--- start of TASK MATERIAL ---
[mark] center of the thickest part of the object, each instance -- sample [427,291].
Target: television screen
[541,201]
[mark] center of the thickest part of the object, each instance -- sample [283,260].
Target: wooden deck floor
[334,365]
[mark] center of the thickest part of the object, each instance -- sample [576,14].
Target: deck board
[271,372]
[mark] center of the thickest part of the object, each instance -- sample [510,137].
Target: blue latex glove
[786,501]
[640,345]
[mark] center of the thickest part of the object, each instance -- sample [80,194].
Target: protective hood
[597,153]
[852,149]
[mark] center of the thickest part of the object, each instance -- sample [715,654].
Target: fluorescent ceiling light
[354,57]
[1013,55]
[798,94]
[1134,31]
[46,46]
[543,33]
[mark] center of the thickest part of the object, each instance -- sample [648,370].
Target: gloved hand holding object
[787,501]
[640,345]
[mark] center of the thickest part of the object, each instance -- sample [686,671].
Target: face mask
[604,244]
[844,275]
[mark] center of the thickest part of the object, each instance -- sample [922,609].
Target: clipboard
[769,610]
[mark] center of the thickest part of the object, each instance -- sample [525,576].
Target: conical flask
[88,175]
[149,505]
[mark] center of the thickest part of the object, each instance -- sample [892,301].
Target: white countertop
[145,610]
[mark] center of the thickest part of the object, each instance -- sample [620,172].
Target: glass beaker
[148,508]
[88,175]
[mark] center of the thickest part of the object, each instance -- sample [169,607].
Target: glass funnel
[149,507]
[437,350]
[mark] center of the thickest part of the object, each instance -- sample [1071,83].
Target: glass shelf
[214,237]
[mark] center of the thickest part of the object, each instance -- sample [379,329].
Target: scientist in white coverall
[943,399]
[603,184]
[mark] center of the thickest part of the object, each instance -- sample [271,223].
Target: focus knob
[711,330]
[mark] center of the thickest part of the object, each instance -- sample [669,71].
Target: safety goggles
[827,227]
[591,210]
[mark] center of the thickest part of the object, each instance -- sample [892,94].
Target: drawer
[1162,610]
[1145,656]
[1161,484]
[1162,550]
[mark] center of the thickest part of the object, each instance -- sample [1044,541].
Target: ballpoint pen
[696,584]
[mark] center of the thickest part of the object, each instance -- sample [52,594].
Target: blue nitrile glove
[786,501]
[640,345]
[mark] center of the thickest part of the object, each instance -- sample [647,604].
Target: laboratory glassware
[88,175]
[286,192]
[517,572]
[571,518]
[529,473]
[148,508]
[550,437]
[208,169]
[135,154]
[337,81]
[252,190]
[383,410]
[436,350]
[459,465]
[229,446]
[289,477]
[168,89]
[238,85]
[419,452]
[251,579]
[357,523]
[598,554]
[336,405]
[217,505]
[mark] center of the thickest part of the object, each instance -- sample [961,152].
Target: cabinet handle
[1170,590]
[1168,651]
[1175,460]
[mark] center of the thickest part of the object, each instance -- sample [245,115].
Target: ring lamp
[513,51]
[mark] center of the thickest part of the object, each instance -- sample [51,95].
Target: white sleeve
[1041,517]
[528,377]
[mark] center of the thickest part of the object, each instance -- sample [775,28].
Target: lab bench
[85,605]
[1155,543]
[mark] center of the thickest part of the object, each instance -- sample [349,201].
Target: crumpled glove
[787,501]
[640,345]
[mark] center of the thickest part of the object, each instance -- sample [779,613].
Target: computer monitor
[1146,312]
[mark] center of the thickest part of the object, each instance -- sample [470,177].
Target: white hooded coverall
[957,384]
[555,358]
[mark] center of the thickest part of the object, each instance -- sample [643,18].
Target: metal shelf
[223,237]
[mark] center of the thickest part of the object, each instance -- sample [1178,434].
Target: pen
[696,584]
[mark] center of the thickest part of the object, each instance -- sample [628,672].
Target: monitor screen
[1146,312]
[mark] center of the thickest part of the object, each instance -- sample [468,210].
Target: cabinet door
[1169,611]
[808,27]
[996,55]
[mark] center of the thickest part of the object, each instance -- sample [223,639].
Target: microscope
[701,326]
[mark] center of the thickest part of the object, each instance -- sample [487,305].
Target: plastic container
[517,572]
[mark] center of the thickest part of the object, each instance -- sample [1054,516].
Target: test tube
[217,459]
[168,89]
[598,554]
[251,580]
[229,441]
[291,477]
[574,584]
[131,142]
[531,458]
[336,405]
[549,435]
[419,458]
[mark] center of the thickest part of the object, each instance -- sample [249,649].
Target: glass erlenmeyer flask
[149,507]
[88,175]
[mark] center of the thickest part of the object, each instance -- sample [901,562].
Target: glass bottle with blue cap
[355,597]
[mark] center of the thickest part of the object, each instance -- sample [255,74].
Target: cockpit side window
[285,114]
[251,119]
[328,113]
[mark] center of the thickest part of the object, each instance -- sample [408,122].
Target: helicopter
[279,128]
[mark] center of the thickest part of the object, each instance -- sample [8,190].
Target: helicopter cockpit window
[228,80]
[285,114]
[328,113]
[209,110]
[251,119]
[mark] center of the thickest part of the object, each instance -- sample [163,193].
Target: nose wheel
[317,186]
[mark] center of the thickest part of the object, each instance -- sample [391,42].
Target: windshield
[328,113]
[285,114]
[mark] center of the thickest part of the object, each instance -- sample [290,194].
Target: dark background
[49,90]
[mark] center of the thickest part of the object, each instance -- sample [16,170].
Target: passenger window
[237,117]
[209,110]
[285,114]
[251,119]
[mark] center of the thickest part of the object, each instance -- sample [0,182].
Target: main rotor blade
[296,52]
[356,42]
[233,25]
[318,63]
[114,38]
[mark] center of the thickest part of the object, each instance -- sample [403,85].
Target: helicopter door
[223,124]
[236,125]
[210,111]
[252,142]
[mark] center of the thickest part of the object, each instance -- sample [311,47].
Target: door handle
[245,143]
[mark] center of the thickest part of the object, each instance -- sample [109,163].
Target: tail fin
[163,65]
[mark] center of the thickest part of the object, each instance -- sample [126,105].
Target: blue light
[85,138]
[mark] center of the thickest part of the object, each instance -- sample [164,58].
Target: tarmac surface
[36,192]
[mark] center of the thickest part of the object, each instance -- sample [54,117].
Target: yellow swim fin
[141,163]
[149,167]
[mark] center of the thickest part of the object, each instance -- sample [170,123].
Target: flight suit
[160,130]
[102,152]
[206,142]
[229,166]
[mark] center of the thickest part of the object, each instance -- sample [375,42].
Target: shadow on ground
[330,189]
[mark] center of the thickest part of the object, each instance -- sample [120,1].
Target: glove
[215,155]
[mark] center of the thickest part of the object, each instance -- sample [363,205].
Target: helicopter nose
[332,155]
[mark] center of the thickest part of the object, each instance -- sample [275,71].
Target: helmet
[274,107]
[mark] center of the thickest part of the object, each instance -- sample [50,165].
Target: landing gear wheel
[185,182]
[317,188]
--- end of TASK MATERIAL ---
• REQUEST: Give the material above again, word for word.

• FULL RESPONSE:
[mark] center of the thickest part of the object, each instance -- sample [427,291].
Target: television screen
[541,201]
[mark] center of the thickest part of the object, each instance -- sample [283,260].
Target: wooden deck floor
[334,365]
[mark] center of the thickest part of the object, each instance -- sample [576,14].
Target: deck board
[271,372]
[mark] center of the thickest part of the object, each instance -- sample [510,137].
Target: blue latex glove
[786,501]
[640,345]
[mark] center of the thickest part of the object, each instance -- sample [80,194].
Target: protective hood
[597,153]
[852,149]
[mark] center of the thickest part of the object, each instance -- sample [715,654].
Target: fluorescent ceiling light
[354,57]
[1013,55]
[798,94]
[1134,31]
[46,46]
[543,33]
[mark] center of the thickest part of the object, each instance -- sample [648,370].
Target: gloved hand holding object
[787,501]
[640,345]
[mark] center of the thickest part of the object, each instance -- sample [686,671].
Target: face mask
[604,244]
[844,275]
[mark] center of the thickest part of the object, each instance -- sample [922,609].
Target: clipboard
[769,610]
[mark] center of the thickest part of the object, each instance -- sample [525,576].
Target: conical flask
[88,175]
[149,505]
[mark] center of the thickest part of the object, each instance -- sample [892,301].
Target: white countertop
[145,610]
[mark] center of the thickest part of the object, each instance -- sample [620,172].
Target: glass beaker
[148,508]
[88,175]
[mark] center of the thickest part of the object, each instance -- sample [169,607].
Target: glass funnel
[149,507]
[437,350]
[mark] center of the thickest part of the object, each instance -- sample [1071,83].
Target: glass shelf
[214,237]
[mark] center of the thickest part of the object, each instance -- sample [379,329].
Target: scientist in white coverall
[943,399]
[603,184]
[mark] center of the thickest part of the object, each instance -- sample [271,223].
Target: focus knob
[711,330]
[mark] center of the thickest part of the object, each instance -- sample [669,71].
Target: safety goggles
[827,227]
[591,210]
[mark] center of the thickest part of the object, each instance -- sample [892,94].
Target: drawer
[1162,610]
[1145,656]
[1161,484]
[1162,550]
[mark] center of the thickest part of the object, each instance -- sample [1044,541].
Target: ballpoint pen
[696,584]
[mark] center of the thickest part of the object, each instance -- sample [52,594].
Target: blue nitrile glove
[786,501]
[640,345]
[mark] center of the thickest part of the object, each instance -- sample [647,604].
Target: laboratory glassware
[88,175]
[286,192]
[517,572]
[571,518]
[529,473]
[148,508]
[550,437]
[208,169]
[135,154]
[337,81]
[252,190]
[383,410]
[436,350]
[459,465]
[229,446]
[289,477]
[168,89]
[238,85]
[419,452]
[251,579]
[357,523]
[598,554]
[336,405]
[217,505]
[mark] center of the thickest part of the object, each instance -- sample [961,152].
Target: cabinet handle
[1170,590]
[1168,651]
[1175,460]
[mark] center of the thickest part of the object, each instance -- sample [245,115].
Target: ring lamp
[513,51]
[mark] center of the thickest part of the object, each instance -- sample [51,95].
Target: white sleeve
[1041,517]
[528,377]
[mark] center of the thickest part of the object, each instance -- sample [775,28].
Target: lab bench
[85,605]
[1155,543]
[mark] center of the thickest part of the object, each instance -- sample [349,201].
Target: crumpled glove
[787,501]
[640,345]
[mark] center of the thickest part of the object, each instance -- sample [779,613].
Target: computer monitor
[1146,312]
[mark] center of the thickest part of the object, each instance -- sample [470,177].
Target: white hooded coverall
[957,384]
[555,358]
[mark] center of the thickest part of the object, each instance -- sample [643,18].
Target: metal shelf
[223,237]
[mark] center of the thickest part of the object, each instance -- sample [1178,434].
Target: pen
[696,584]
[mark] center of the thickest part of the object, each instance -- sample [628,672].
Target: monitor screen
[1146,312]
[mark] center of the thickest part of the object, each instance -- sample [468,210].
Target: cabinet door
[1169,611]
[808,27]
[996,55]
[mark] center of the thickest part of the object, each instance -- sample [223,639].
Target: microscope
[701,326]
[mark] center of the thickest part of the object, each instance -- sample [487,305].
Target: plastic container
[517,572]
[mark] center of the thickest part of the object, each instance -- sample [1054,516].
Target: test tube
[217,459]
[168,89]
[598,554]
[251,580]
[229,441]
[291,477]
[574,584]
[131,142]
[531,458]
[336,405]
[549,435]
[419,458]
[mark] center of the thickest part of the object, each instance -- sample [249,649].
Target: glass erlenmeyer flask
[149,507]
[88,175]
[mark] center of the thickest part of the object, each instance -- sample [901,562].
Target: glass bottle with blue cap
[355,597]
[mark] center of the thickest part of the object, each instance -- sample [255,74].
Target: cockpit side window
[285,114]
[251,119]
[328,113]
[mark] center of the thickest part of the object, each instance -- sample [408,122].
Target: helicopter
[279,128]
[mark] center of the thickest part of the object, each instance -- sample [8,190].
Target: helicopter cockpit window
[228,80]
[285,114]
[328,113]
[209,110]
[251,119]
[mark] center of the thickest part of the object, each instance -- sample [163,193].
Target: nose wheel
[317,186]
[mark] center of the thickest part of the object, each instance -- sample [391,42].
Target: windshield
[328,113]
[285,114]
[mark] center of the thickest part of the object, each instance -- sample [290,194].
Target: dark background
[49,90]
[mark] center of the thickest part of the object, each instance -- sample [16,170].
Target: passenger window
[237,117]
[209,110]
[285,114]
[251,119]
[mark] center of the thickest part of the object, each instance -- sample [0,182].
Target: main rotor blade
[296,52]
[356,42]
[233,25]
[318,63]
[114,38]
[mark] center of the thickest part of the object, each instance -- sample [403,85].
Target: helicopter door
[223,124]
[236,125]
[210,111]
[252,142]
[mark] center of the thickest part of the object, each instance -- sample [311,47].
Target: door handle
[245,143]
[mark] center of the thickest part of the object, each instance -- sample [109,163].
Target: tail fin
[163,65]
[mark] center of the thickest part of the object, each instance -- sample [126,105].
Target: blue light
[85,138]
[mark] center of the thickest part of the object, each instance -- sample [164,58].
Target: tarmac surface
[36,192]
[mark] center of the thickest part of the object, each instance -- sample [54,117].
Target: yellow swim fin
[141,163]
[149,167]
[mark] center of the thickest part of the object, each instance -- sample [170,123].
Target: flight suit
[160,130]
[102,152]
[206,142]
[229,166]
[mark] center of the thickest part of the object, each instance -- sample [375,42].
Target: shadow on ground
[330,189]
[mark] center of the thickest part of the object, each instance -- sample [120,1].
Target: glove
[215,155]
[mark] center of the thickest part of the object, each instance -- sample [363,205].
Target: helicopter nose
[332,155]
[mark] center of the thickest part of the object, each instance -- sample [275,71].
Target: helmet
[274,107]
[mark] center of the thickest part of the object, each instance -- sample [50,165].
Target: landing gear wheel
[185,182]
[317,188]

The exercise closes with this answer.